• SOURCE PASSAGE:
----

Re: Long ParNew GC pauses - even when young generation is small

2013-01-20 Thread Shawn Heisey

On 1/18/2013 10:07 PM, Shawn Heisey wrote:

I may try the G1 collector with Java 6 in production, since I am on the
newest Oracle version.


I am giving this a try on my secondary server set.  An encouraging note: 
The -XX:+UnlockExperimentalVMOptions option is no longer required to use 
the G1 collector, at least on version 6u38.


Thanks,
Shawn



Re: Long ParNew GC pauses - even when young generation is small

2013-01-20 Thread Shawn Heisey

On 1/20/2013 11:33 AM, Shawn Heisey wrote:

On 1/18/2013 10:07 PM, Shawn Heisey wrote:

On my dev 4.1 server with Java 7u11, I am using the G1 collector with a
max pause target of 1500ms.  I was thinking that this collector was
producing long pauses too, but after reviewing the gc log with a closer
eye, I see that there are lines that specifically say "pause" ... and
all of THOSE lines are below half a second except one that took 1.4
seconds.  Does that mean that it's actually meeting the target, or are
the other lines that show quite long time values indicative of a
problem?  If only the lines that explicitly say "pause" are the ones I
need to worry about, then it looks like G1 is the clear winner.

----

• GIVEN RECORDS:
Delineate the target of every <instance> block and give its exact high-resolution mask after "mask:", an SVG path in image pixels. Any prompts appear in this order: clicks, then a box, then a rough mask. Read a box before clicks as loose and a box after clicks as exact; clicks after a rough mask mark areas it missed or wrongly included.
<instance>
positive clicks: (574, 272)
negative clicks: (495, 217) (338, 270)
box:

----

• WHAT YOU WILL DO:
A. In the thread on GC pauses, what max pause target is set for the G1 collector on the dev 4.1 server?
B. From the thread on GC pauses, please write out again the part that begins at the words "I am giving" and stops after "on version 6u38.", substituting "standby servers" for "secondary server set".
The listing after the thread is separate material.

• PER-TASK OUTPUTS:
A. 1500ms.

B.
I am giving this a try on my standby servers.  An encouraging note: 
The -XX:+UnlockExperimentalVMOptions option is no longer required to use 
the G1 collector, at least on version 6u38.